# Seriously ONE MORE ENGINE COMBO quesion???



## Pontiacpurebrred (Jun 22, 2011)

So I have the 1971 455 block with #98 heads, the 1979 400 block with #6X-4 heads and I just came across a set of #16 heads. 

The 6X-4's on the 455 would work as was discussed earlier, but I may want to sell them with the 79 400 to a T/A guy that is restoring his 79 WS-6 package. I'd hate to break up a rare combo. 

So anyway, the #16 heads are indeed 1968 GTO 400 HO heads 2.11/1.77 with  72cc combustion chambers (IF) I did nothing to modify this combo what would the CR be for the 455 with the #16 heads? 

AND would I be better off with this combo (and dished pistons if need be) than just going with the 6X-4's (ported, polished) with flat top pistons?

I know I am forever changing my mind.


----------



## BearGFR (Aug 25, 2008)

Man have I ever been there before.... 

Those 16's on a standard 455 with all "nominal" dimensions and flat tops is going to come in right at 11.2:1

Save the file attached to this post on your computer, then rename the file to CompressionRatio.XLS (I uploaded it as a text document but it's really an Excel spreadsheet).

You can use it to play around with measurements and see what effect they have on static compression ratio.

--------------------------------

_Stated task_. Copy the passage of the engine thread from "## BearGFR (Aug" up to and including "an Excel spreadsheet).", replacing "spreadsheet" with "workbook".

--------------------------------

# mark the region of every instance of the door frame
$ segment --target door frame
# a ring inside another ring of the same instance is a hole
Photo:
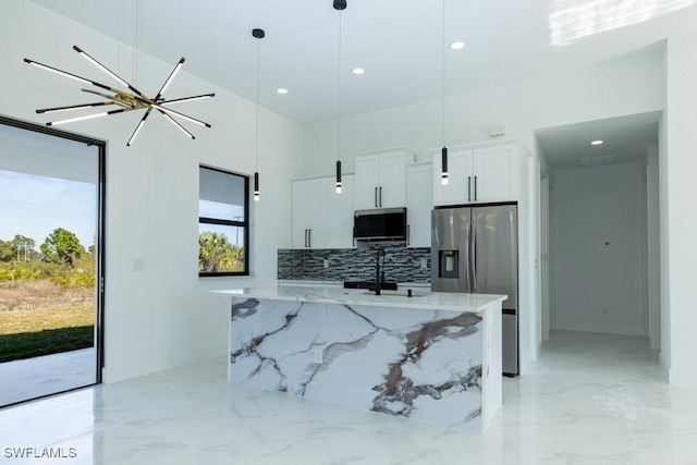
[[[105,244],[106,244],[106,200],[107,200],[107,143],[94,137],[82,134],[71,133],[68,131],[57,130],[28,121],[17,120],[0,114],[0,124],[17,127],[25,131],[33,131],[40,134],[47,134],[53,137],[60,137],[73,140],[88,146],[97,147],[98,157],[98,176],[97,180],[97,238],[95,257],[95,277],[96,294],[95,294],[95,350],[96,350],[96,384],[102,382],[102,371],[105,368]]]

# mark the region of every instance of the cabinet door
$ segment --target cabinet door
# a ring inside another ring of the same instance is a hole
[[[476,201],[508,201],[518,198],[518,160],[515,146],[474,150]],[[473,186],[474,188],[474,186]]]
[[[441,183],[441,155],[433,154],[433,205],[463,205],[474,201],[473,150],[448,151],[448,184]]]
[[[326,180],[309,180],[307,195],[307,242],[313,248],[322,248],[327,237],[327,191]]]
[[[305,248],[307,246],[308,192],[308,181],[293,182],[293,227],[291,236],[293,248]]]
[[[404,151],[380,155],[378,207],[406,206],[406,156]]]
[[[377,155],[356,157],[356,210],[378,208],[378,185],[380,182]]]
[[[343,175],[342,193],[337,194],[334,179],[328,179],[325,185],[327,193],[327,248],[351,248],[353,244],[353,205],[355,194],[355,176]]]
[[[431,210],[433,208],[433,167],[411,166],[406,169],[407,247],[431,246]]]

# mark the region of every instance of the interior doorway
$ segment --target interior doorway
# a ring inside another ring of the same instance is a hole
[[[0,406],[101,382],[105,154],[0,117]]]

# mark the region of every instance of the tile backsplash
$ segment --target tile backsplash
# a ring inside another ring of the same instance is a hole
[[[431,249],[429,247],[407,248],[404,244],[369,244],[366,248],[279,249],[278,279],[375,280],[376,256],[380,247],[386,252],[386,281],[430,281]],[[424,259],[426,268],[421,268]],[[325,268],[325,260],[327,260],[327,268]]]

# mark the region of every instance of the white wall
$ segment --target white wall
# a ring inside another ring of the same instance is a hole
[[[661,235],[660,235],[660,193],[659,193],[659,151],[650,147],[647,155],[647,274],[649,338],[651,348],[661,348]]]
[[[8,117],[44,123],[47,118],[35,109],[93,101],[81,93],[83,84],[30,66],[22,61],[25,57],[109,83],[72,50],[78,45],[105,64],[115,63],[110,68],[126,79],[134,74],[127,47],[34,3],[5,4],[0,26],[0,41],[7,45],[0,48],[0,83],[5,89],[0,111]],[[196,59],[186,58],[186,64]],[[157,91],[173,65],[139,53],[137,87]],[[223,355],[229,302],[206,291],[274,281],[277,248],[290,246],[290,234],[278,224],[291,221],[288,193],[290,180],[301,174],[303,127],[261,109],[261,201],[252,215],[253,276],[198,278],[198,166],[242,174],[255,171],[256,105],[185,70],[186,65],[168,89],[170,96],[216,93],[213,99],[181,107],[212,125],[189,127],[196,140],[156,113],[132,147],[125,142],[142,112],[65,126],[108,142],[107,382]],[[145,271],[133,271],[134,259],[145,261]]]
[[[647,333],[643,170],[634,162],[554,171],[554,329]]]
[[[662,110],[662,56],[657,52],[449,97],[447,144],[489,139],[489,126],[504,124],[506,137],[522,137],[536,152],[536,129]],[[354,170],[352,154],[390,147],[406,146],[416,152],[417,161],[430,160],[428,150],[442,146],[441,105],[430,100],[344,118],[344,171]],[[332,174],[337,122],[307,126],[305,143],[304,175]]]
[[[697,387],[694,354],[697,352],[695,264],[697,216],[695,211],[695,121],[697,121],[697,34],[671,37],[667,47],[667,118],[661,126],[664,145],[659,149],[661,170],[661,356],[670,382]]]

--------------------------------

_Response_.
## BearGFR (Aug 25, 2008)

Man have I ever been there before.... 

Those 16's on a standard 455 with all "nominal" dimensions and flat tops is going to come in right at 11.2:1

Save the file attached to this post on your computer, then rename the file to CompressionRatio.XLS (I uploaded it as a text document but it's really an Excel workbook).